Work order: For the records below, report how many lines include the word "cloud". Only the number should appear.

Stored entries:
——

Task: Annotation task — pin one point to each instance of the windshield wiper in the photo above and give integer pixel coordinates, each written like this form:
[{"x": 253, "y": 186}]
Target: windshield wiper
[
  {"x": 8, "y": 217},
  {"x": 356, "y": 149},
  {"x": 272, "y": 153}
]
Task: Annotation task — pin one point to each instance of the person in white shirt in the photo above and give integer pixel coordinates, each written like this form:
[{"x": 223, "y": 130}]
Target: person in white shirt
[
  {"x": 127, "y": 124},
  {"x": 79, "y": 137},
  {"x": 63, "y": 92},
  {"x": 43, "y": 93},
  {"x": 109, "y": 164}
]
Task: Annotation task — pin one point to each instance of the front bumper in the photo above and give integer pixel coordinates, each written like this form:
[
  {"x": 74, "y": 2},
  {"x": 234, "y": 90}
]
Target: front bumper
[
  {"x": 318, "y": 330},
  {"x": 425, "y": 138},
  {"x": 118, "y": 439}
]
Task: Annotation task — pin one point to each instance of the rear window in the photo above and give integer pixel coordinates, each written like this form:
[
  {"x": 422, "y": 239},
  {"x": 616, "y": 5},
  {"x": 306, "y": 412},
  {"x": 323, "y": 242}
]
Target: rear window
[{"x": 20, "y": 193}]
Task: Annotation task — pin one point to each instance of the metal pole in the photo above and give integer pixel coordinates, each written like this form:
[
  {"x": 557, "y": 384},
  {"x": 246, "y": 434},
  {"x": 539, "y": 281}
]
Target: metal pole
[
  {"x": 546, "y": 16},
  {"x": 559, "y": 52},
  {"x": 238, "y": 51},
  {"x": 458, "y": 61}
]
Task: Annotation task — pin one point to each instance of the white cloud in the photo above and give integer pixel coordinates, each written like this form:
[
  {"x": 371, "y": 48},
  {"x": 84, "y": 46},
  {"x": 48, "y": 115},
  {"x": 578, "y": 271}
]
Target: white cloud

——

Response to this task: 2